PROVIDED MATERIAL:
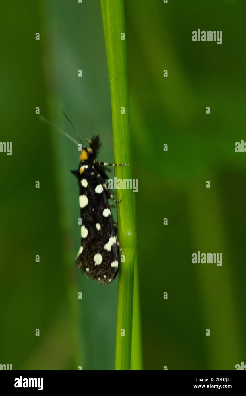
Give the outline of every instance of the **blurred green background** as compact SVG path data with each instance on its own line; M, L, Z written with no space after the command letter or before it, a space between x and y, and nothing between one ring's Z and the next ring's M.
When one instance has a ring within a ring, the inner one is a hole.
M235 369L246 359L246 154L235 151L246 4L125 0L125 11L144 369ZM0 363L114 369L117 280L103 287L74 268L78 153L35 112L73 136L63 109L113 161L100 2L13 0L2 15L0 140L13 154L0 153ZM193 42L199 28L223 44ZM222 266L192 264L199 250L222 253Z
--
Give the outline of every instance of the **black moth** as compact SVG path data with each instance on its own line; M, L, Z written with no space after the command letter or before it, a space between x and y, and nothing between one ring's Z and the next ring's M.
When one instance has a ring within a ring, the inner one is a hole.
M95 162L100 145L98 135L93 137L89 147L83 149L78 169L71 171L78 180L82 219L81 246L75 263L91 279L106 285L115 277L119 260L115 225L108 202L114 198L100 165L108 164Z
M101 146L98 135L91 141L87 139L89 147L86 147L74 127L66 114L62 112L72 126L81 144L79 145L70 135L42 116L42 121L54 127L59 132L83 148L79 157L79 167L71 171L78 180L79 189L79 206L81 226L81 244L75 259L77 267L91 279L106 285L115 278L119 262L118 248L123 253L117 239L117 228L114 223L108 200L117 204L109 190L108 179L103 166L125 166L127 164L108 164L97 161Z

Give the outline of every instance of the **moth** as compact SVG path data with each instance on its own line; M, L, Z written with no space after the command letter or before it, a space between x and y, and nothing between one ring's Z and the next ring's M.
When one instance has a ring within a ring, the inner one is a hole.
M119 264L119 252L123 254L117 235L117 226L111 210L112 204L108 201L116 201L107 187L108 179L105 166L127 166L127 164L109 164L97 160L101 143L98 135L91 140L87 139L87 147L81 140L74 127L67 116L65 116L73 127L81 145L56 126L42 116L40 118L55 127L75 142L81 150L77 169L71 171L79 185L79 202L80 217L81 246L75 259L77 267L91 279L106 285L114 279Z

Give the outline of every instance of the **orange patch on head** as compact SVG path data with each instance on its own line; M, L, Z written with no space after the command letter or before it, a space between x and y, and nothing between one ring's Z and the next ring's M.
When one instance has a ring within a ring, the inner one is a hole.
...
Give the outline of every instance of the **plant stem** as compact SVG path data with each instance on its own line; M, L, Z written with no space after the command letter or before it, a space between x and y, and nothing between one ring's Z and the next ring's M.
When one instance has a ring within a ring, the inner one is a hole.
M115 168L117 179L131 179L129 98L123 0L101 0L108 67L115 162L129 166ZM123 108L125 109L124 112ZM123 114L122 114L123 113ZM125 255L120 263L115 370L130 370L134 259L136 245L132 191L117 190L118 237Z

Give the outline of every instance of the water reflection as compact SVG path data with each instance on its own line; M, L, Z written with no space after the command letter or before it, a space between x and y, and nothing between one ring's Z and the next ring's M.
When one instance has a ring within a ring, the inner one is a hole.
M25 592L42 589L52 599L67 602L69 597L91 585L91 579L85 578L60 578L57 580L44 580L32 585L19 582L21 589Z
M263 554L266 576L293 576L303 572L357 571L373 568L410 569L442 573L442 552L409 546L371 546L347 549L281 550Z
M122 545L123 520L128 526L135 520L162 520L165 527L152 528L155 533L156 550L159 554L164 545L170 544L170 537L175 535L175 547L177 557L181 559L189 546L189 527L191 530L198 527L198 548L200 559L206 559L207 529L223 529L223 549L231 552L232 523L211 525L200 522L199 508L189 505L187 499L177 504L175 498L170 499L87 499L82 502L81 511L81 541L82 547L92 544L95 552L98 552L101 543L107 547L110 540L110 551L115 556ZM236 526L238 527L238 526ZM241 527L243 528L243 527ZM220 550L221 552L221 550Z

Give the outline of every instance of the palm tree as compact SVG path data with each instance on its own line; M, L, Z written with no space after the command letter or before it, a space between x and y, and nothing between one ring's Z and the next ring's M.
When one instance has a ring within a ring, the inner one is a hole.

EXERCISE DIRECTIONS:
Repeat the stretch of entries from the line containing "Give the outline of every instance of the **black" through the line containing "M101 146L98 135L91" verbatim, with both of those lines included.

ANSWER TO THIS TASK:
Give the outline of every instance of the **black moth** as compact SVG path data with each instance on its own line; M, L, Z written with no space after the command letter or before it, a space between x and y, and nothing between one ring's Z and the next ring's M.
When one instance has a ring within a ring, the inner one is a hole.
M95 162L100 145L98 135L93 137L89 147L83 149L78 169L71 171L78 180L82 219L81 246L75 263L91 279L106 285L115 277L119 260L115 225L108 202L114 198L100 165L108 164Z
M101 146L98 135L91 141L87 139L89 147L86 147L74 127L66 114L62 112L72 126L81 144L79 145L70 135L42 116L42 121L54 127L59 132L83 148L79 157L79 167L71 171L78 180L79 189L79 206L81 226L81 244L75 259L77 267L91 279L106 285L115 278L119 262L118 248L123 253L117 239L117 228L114 223L108 200L117 204L109 190L108 179L103 166L125 166L127 164L108 164L97 161Z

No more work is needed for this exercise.